### GOAL
Copy the items below word for word, starting with their first line and ending with the line that contains "left=733, top=549, right=806, bottom=615". Include both of those lines.

### EXTRACTED INFORMATION
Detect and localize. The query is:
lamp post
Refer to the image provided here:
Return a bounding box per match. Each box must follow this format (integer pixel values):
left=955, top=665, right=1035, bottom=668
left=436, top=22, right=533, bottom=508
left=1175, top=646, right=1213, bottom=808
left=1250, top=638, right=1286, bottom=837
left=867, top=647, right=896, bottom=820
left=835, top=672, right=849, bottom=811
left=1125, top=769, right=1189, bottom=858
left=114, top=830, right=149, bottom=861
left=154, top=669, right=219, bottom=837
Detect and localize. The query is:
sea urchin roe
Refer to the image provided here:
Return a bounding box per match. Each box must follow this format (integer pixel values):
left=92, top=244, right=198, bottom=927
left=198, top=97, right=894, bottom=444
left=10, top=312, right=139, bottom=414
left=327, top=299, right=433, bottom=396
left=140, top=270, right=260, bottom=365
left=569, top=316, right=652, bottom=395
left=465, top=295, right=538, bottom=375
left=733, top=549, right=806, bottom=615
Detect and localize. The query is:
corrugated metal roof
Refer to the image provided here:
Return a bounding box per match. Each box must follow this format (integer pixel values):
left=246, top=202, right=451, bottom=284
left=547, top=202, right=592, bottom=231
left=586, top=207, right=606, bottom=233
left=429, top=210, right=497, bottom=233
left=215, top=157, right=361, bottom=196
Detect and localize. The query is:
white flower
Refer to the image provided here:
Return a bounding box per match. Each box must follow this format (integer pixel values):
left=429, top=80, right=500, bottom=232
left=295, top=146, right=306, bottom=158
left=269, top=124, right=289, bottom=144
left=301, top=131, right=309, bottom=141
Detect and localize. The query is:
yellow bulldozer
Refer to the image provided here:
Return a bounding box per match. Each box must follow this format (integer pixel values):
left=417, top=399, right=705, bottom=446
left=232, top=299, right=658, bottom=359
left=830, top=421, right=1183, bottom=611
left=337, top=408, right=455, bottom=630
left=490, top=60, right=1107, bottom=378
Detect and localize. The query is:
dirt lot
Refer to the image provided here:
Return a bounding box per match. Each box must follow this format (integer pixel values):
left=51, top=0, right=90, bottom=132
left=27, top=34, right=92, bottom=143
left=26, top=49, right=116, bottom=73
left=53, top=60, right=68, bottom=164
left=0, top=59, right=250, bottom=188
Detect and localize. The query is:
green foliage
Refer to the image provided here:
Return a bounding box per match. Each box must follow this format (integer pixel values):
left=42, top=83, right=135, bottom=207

### SOLUTION TO THE EXERCISE
Detect and localize. The query is:
lamp post
Refer to the image provided here:
Return a bounding box per match. Each box must follow this format (integer pixel values):
left=955, top=665, right=1035, bottom=668
left=436, top=22, right=533, bottom=508
left=1175, top=646, right=1213, bottom=808
left=1250, top=638, right=1286, bottom=837
left=867, top=647, right=896, bottom=820
left=835, top=672, right=849, bottom=811
left=1125, top=769, right=1189, bottom=858
left=114, top=830, right=149, bottom=861
left=154, top=669, right=219, bottom=837
Detect and localize. The query is:
sea urchin roe
Refer to the image provided here:
Return a bounding box per match. Each box must follow this format (integer pixel values):
left=92, top=244, right=198, bottom=927
left=198, top=97, right=894, bottom=444
left=10, top=312, right=139, bottom=414
left=327, top=299, right=433, bottom=396
left=140, top=270, right=260, bottom=365
left=569, top=316, right=652, bottom=395
left=465, top=295, right=538, bottom=375
left=733, top=549, right=806, bottom=615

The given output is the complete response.